** What the exercise asks **
Can you format the data below as a JSON list of strings, with each line as its own string and blank lines left out?

** Given records **
<<<<

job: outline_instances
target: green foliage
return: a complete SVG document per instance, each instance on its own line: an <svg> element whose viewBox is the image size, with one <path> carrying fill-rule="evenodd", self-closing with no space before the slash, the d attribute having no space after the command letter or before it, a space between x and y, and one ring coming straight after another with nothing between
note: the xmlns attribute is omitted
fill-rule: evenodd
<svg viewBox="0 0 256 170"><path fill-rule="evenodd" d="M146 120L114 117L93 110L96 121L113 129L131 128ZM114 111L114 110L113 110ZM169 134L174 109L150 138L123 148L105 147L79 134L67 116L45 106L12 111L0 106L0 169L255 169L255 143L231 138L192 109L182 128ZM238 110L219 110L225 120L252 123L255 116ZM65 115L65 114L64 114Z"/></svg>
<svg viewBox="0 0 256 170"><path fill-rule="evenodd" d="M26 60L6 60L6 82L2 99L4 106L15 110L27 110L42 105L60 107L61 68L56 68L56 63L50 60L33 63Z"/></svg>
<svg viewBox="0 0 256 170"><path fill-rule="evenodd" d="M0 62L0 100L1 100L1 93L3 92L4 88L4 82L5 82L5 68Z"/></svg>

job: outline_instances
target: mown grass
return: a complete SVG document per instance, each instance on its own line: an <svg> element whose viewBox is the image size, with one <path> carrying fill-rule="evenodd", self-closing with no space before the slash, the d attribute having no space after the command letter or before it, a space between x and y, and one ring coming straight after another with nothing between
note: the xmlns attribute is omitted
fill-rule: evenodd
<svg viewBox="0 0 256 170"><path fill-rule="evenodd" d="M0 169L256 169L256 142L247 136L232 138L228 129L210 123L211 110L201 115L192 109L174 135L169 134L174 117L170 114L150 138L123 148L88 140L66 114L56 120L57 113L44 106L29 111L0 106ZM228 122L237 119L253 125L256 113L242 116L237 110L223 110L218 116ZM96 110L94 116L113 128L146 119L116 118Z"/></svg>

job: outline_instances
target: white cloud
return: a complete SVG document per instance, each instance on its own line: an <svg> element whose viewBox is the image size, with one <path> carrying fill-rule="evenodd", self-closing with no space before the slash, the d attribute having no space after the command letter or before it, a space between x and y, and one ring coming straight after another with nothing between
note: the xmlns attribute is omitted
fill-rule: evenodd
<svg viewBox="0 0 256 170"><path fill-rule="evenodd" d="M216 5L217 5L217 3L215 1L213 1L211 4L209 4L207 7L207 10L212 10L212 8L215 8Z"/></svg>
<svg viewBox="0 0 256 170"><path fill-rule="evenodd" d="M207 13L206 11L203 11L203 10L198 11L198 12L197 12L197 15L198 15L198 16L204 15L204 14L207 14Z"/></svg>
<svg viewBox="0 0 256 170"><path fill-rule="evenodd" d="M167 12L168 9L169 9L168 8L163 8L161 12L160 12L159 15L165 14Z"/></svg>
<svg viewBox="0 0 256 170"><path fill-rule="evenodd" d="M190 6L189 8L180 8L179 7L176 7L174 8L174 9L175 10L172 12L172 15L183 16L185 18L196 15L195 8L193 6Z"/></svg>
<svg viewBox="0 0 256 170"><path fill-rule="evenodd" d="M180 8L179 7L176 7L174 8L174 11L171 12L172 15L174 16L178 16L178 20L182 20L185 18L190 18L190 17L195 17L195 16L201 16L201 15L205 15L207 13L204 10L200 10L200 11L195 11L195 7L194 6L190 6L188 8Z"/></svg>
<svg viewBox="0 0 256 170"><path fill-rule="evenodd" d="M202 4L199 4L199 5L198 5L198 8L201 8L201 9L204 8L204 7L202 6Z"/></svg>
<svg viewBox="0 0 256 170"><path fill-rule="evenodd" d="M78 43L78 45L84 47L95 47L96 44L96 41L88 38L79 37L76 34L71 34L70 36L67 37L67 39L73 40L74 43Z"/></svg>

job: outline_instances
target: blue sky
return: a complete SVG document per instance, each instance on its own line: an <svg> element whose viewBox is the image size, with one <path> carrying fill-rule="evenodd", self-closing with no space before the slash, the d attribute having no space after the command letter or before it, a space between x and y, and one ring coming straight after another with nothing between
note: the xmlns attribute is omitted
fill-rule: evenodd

>>>>

** Result of the task **
[
  "job: outline_instances",
  "target: green foliage",
  "return: a complete SVG document per instance, each instance on its own line: an <svg> element whose viewBox is the image size, with one <path> carrying fill-rule=\"evenodd\", self-closing with no space before the slash, the d attribute having no space after the command letter or before it, a space between x and y, and one ring coming straight after another with nothing between",
  "note: the xmlns attribute is omitted",
  "fill-rule: evenodd",
  "<svg viewBox=\"0 0 256 170\"><path fill-rule=\"evenodd\" d=\"M146 120L114 117L93 110L96 121L113 129L131 128ZM114 111L114 110L113 110ZM169 134L174 109L150 138L123 148L105 147L79 134L67 116L45 106L12 111L0 106L0 169L255 169L255 143L231 138L192 109L182 128ZM238 110L219 110L225 120L252 123L255 116ZM65 115L65 114L64 114Z\"/></svg>",
  "<svg viewBox=\"0 0 256 170\"><path fill-rule=\"evenodd\" d=\"M26 60L6 60L6 82L2 99L4 106L15 110L27 110L42 105L60 107L61 68L56 68L56 63L50 60L33 63Z\"/></svg>",
  "<svg viewBox=\"0 0 256 170\"><path fill-rule=\"evenodd\" d=\"M0 62L0 100L1 100L1 93L3 92L4 88L4 82L5 82L5 68Z\"/></svg>",
  "job: outline_instances",
  "target: mown grass",
  "return: a complete SVG document per instance, each instance on its own line: an <svg> element whose viewBox is the image size, with one <path> carrying fill-rule=\"evenodd\", self-closing with no space before the slash, the d attribute having no space after the command letter or before it, a space between x and y, and one ring coming straight after another with nothing between",
  "note: the xmlns attribute is omitted",
  "fill-rule: evenodd",
  "<svg viewBox=\"0 0 256 170\"><path fill-rule=\"evenodd\" d=\"M0 169L256 169L256 142L247 136L232 138L228 129L210 123L211 110L201 115L192 109L174 135L169 134L174 117L170 114L150 138L123 148L88 140L66 114L56 120L57 113L44 106L29 111L0 106ZM228 122L237 119L253 125L256 113L242 116L237 110L223 110L218 116ZM96 110L94 116L113 128L146 119L116 118Z\"/></svg>",
  "job: outline_instances",
  "target: white cloud",
  "return: a complete SVG document per instance, each instance on its own line: an <svg> element whose viewBox is the image size, with one <path> carrying fill-rule=\"evenodd\", self-closing with no space before the slash, the d attribute having no space after the command letter or before it, a space between x and y, and one ring coming straight after another with nothing between",
  "note: the xmlns attribute is omitted",
  "fill-rule: evenodd",
  "<svg viewBox=\"0 0 256 170\"><path fill-rule=\"evenodd\" d=\"M216 5L217 5L217 3L215 1L213 1L211 4L209 4L207 7L207 10L212 10L212 8L215 8Z\"/></svg>",
  "<svg viewBox=\"0 0 256 170\"><path fill-rule=\"evenodd\" d=\"M207 13L206 11L203 11L203 10L198 11L198 12L197 12L197 15L198 15L198 16L204 15L204 14L207 14Z\"/></svg>",
  "<svg viewBox=\"0 0 256 170\"><path fill-rule=\"evenodd\" d=\"M167 12L168 9L169 9L168 8L163 8L161 12L160 12L159 15L165 14Z\"/></svg>",
  "<svg viewBox=\"0 0 256 170\"><path fill-rule=\"evenodd\" d=\"M190 6L189 8L180 8L179 7L176 7L174 8L174 9L175 10L172 12L172 15L183 16L185 18L196 15L195 8L193 6Z\"/></svg>",
  "<svg viewBox=\"0 0 256 170\"><path fill-rule=\"evenodd\" d=\"M180 8L179 7L176 7L174 8L174 11L171 12L172 15L174 16L178 16L178 20L182 20L185 18L190 18L190 17L195 17L195 16L201 16L201 15L205 15L207 13L204 10L200 10L200 11L195 11L195 7L194 6L190 6L188 8Z\"/></svg>",
  "<svg viewBox=\"0 0 256 170\"><path fill-rule=\"evenodd\" d=\"M202 4L199 4L199 5L198 5L198 8L201 8L201 9L204 8L204 7L202 6Z\"/></svg>",
  "<svg viewBox=\"0 0 256 170\"><path fill-rule=\"evenodd\" d=\"M78 43L78 45L84 47L95 47L96 44L96 41L88 38L79 37L76 34L71 34L70 36L67 37L67 39L73 40L74 43Z\"/></svg>",
  "job: outline_instances",
  "target: blue sky",
  "return: a complete SVG document per instance, each instance on its own line: an <svg> element whose viewBox is the image size, with one <path> carrying fill-rule=\"evenodd\", self-closing with no space before the slash, the d attribute having no space after the command letter or before it, a space between x and y, and one ring coming straight after another with nothing between",
  "note: the xmlns attribute is omitted",
  "fill-rule: evenodd"
]